The Department of Labor’s lifetime income statement rule goes into effect in mid-September, except for one problem, there is no final rule.
The SECURE Act told the department to develop a rule requiring pension and retirement plan sponsors and their providers to give participants an annual statement illustrating the lifetime income that their money would provide.
That provision of the Setting Every Community Up for Retirement Enhancement Act of 2019 was well-received at the time, but that enthusiasm has dampened because the DOL issued an interim final rule that some say is misguided, and the department has not issued a final rule for plan advisors that would actually be helpful.
Fred Reish, ERISA lawyer and partner at Faegre Drinker, said the interim rule would have advisors providing irrelevant projections to clients because the income would be based on what a 67-year-old would receive on the money that is currently in an account, regardless of the participant’s age. In that scenario, a 25-year-old with $20,000 in their account would learn what income the money would provide a 67-year-old if the funds were annuitized on that day.
“In my opinion it’s not going to be particularly helpful, and if anything, it will be confusing,”
Reish said during Faegre Drinker Inside the Beltway webinar last week. “I think plan sponsors, providers and advisors should be thinking about how to deal with that now because I think it will take some education and explanation. If I were on a plan committee, I would want my advisor and my provider to be meeting with me to let me know what’s coming.”
The plan committee members would want to know if they should be providing alternative calculations, and they would want to know in the next three months, Reish said, because in some cases the requirement could be effective as early as Dec. 31.
The rule requires the statement in any 12-month period, so the first one would be needed at the end of the second quarter of 2022, a year from the effective date of Sept. 18.

DATASET EXTRACT:
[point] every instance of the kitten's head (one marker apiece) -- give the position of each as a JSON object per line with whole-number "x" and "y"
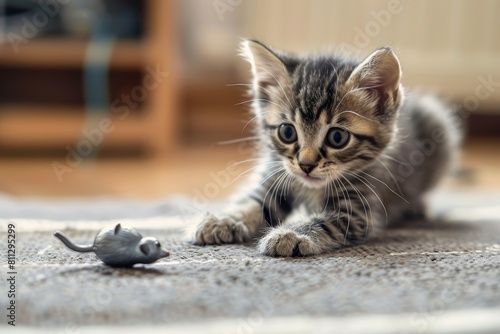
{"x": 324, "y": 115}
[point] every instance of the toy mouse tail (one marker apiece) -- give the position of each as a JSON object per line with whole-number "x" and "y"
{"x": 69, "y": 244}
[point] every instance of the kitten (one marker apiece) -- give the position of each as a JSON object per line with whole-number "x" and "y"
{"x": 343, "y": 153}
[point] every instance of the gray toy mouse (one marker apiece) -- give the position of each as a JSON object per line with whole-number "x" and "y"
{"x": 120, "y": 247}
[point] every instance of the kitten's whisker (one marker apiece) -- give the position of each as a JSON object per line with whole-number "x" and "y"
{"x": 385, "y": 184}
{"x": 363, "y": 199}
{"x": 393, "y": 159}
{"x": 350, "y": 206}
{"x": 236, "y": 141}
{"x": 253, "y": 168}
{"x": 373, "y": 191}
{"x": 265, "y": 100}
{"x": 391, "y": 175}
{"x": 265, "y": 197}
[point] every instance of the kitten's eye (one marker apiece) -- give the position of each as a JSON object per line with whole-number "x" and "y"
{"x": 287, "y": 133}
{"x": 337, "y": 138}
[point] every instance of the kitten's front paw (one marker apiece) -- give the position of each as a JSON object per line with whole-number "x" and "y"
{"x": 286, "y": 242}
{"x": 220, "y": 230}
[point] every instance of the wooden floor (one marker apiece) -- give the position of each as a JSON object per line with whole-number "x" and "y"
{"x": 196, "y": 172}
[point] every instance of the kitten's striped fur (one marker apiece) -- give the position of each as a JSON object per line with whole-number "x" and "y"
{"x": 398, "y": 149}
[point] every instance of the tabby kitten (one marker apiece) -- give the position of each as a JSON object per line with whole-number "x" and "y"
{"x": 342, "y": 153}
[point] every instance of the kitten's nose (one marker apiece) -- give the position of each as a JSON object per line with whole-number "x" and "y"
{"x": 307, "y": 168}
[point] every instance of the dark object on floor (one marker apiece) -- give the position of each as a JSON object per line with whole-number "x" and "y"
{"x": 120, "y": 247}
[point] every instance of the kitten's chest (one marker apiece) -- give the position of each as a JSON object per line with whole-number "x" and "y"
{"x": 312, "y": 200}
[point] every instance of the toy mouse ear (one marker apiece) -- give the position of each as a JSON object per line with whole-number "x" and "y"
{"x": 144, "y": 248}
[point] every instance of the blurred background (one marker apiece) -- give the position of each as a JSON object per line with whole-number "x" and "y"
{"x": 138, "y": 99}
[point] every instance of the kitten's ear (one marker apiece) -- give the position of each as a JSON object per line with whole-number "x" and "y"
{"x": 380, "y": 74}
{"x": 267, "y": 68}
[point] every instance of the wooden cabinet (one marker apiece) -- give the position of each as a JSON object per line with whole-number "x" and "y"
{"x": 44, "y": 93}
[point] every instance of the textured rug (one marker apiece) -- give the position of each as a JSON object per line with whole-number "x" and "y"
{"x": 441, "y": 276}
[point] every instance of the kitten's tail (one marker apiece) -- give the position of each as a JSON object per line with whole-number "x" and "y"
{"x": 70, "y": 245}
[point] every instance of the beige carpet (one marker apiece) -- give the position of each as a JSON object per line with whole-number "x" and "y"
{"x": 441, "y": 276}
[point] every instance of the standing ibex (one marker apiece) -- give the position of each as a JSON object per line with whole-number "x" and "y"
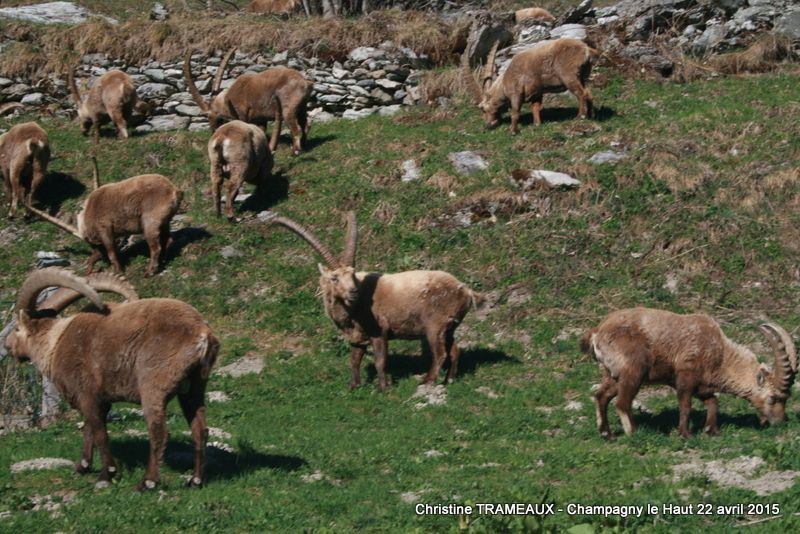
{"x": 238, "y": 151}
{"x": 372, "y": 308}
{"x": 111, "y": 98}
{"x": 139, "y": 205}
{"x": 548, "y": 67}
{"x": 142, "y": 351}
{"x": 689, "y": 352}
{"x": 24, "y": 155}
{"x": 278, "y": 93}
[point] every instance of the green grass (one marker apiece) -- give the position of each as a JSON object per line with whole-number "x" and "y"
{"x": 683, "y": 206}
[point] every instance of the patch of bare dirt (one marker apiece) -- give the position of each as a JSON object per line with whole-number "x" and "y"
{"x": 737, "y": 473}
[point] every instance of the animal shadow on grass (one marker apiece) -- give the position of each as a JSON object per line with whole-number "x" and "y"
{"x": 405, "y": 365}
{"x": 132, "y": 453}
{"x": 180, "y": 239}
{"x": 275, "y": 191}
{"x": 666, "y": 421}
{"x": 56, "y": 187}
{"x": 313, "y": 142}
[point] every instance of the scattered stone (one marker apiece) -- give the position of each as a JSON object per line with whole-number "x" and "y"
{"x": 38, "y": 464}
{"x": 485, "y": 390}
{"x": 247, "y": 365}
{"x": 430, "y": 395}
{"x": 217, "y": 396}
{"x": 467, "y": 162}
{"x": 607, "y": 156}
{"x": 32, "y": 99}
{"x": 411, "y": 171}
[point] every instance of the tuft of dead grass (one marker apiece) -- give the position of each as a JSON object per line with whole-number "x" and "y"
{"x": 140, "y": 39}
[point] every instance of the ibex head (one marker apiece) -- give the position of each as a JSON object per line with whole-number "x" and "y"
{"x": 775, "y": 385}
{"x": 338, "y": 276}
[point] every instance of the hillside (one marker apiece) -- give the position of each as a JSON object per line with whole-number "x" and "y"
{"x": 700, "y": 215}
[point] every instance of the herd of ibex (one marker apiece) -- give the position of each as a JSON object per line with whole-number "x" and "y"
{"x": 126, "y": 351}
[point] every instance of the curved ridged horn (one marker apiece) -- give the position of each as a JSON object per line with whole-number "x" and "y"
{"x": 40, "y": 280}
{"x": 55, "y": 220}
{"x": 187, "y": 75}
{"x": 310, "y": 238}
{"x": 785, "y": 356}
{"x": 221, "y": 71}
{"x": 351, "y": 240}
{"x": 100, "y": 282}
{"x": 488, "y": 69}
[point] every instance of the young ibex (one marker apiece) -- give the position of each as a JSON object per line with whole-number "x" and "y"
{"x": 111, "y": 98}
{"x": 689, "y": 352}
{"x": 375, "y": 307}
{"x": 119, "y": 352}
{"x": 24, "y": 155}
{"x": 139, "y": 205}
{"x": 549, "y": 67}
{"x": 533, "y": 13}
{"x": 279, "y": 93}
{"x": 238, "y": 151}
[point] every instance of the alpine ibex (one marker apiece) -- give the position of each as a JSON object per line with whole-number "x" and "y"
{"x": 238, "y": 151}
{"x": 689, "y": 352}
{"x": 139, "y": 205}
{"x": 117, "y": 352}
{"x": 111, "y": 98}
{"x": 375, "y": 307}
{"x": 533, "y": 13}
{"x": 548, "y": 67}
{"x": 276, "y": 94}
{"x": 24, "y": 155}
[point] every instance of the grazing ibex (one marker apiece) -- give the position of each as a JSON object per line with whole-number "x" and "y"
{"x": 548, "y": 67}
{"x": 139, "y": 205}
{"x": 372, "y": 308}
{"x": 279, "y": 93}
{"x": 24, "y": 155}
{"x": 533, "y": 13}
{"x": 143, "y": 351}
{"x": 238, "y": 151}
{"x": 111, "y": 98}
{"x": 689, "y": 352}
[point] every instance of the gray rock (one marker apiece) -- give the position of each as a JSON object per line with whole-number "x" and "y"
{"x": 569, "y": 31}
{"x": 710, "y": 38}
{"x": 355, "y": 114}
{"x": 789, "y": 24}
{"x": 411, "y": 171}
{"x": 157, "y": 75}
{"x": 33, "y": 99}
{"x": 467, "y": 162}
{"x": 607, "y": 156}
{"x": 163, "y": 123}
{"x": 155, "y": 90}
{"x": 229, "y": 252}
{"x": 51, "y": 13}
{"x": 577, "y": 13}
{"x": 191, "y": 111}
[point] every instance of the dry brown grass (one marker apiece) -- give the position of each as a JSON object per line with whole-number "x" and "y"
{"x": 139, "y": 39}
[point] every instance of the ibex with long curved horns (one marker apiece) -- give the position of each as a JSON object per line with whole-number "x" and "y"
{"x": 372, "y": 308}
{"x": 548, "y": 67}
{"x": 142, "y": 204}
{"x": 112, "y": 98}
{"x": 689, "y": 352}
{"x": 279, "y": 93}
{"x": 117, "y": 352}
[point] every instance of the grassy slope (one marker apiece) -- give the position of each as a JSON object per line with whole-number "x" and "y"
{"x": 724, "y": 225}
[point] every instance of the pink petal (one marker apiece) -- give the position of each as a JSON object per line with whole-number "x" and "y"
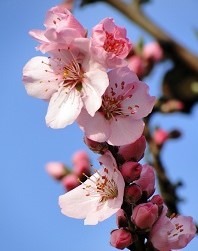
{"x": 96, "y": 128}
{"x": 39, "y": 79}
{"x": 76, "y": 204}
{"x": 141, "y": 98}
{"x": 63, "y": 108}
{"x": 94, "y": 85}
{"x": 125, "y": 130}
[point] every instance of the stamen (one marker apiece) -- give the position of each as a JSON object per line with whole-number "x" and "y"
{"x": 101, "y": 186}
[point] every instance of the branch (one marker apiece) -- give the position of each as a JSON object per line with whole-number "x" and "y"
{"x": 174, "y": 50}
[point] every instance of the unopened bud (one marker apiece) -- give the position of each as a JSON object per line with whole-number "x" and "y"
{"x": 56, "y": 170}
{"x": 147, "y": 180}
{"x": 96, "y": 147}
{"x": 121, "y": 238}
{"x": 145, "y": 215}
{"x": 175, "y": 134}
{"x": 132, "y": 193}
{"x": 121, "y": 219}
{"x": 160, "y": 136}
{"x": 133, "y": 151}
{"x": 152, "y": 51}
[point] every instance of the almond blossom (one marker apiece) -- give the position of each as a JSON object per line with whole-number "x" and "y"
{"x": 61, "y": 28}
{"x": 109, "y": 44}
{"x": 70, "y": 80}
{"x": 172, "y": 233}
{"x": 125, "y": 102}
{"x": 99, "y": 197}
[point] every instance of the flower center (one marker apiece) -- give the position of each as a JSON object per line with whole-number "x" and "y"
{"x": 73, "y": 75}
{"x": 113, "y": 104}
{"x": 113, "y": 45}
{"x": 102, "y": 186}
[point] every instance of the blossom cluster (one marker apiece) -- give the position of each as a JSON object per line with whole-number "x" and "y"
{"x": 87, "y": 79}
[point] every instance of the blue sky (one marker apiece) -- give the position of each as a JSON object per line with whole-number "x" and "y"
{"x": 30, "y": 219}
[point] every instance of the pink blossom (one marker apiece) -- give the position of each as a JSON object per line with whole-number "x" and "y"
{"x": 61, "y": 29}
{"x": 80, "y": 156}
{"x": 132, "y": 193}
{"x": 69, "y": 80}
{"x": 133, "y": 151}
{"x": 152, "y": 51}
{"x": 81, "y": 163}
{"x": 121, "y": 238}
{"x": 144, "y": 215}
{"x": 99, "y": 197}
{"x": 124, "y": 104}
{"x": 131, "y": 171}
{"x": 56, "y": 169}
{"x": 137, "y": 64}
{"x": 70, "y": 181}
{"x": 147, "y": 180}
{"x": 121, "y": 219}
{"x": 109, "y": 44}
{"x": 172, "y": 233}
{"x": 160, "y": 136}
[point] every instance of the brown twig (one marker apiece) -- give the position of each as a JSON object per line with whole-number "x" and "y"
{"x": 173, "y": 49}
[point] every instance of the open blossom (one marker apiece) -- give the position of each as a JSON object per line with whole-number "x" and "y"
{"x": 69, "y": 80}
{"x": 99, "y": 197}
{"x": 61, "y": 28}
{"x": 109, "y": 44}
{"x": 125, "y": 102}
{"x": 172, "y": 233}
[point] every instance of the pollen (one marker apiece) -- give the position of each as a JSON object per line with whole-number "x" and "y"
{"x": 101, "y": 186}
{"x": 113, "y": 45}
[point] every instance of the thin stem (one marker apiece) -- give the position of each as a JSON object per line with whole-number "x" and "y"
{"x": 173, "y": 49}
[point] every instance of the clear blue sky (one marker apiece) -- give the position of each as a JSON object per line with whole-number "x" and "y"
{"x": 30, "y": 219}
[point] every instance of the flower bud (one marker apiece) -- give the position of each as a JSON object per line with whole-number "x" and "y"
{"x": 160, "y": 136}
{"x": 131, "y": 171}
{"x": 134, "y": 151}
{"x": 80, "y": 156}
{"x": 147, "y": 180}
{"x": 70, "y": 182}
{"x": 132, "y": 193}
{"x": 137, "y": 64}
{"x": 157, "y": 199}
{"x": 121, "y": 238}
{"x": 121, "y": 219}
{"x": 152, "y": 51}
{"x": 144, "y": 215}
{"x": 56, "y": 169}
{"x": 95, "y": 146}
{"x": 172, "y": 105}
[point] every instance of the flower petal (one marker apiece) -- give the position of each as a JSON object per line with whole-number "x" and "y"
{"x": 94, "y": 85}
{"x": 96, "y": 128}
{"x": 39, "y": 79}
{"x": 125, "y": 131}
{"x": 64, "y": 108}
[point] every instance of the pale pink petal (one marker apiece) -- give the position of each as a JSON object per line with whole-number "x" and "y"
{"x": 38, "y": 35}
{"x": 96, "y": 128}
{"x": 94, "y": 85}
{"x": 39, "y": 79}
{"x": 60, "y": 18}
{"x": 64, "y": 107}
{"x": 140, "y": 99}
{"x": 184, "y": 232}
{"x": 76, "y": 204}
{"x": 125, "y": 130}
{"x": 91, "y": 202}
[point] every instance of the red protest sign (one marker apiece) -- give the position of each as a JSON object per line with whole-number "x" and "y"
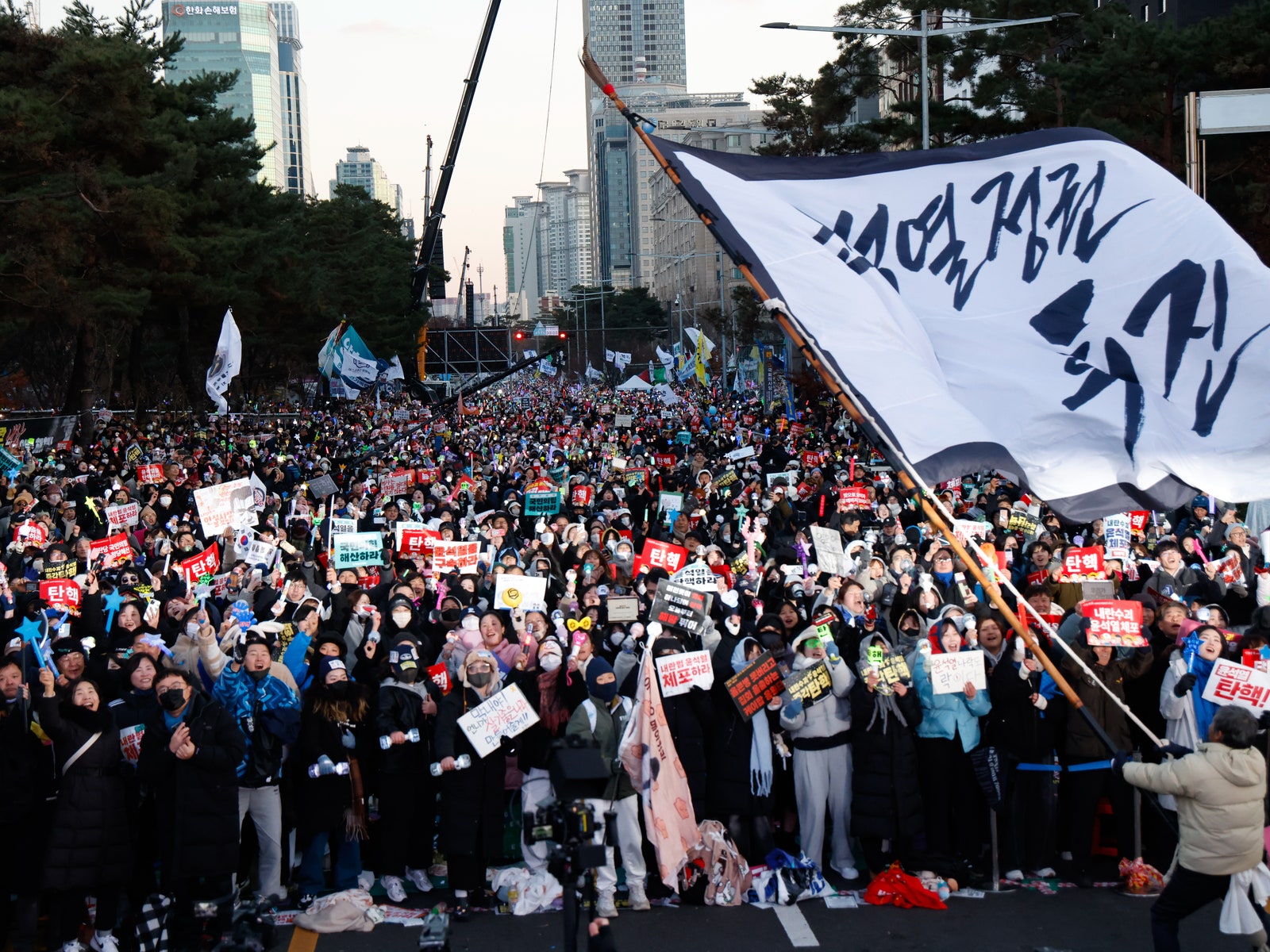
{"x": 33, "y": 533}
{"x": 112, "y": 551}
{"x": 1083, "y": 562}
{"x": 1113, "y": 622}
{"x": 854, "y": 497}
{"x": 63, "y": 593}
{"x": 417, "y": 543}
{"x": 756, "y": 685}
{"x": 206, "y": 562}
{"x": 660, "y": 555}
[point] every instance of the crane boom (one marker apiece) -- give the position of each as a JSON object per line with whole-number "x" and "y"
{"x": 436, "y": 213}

REQUESTS:
**1)** In the article on the lifetime income statement rule, reproduce everything from "The Department of" down to "actually be helpful.", substituting "retirement law" for "SECURE Act".
**2)** Using the article on the lifetime income statement rule, state whether each statement agrees with it, and quote the deciding words: (a) Fred Reish is a partner at Faegre Drinker. (b) Under the interim rule, the income projection is based on the participant's own age. (c) The Department of Labor has issued a final rule for plan advisors.

SOLVED PROBLEMS:
**1)**
The Department of Labor’s lifetime income statement rule goes into effect in mid-September, except for one problem, there is no final rule.
The retirement law told the department to develop a rule requiring pension and retirement plan sponsors and their providers to give participants an annual statement illustrating the lifetime income that their money would provide.
That provision of the Setting Every Community Up for Retirement Enhancement Act of 2019 was well-received at the time, but that enthusiasm has dampened because the DOL issued an interim final rule that some say is misguided, and the department has not issued a final rule for plan advisors that would actually be helpful.

**2)**
(a) Yes: "Fred Reish, ERISA lawyer and partner at Faegre Drinker"
(b) No: "based on what a 67-year-old would receive on the money that is currently in an account, regardless of the participant’s age"
(c) No: "the department has not issued a final rule for plan advisors"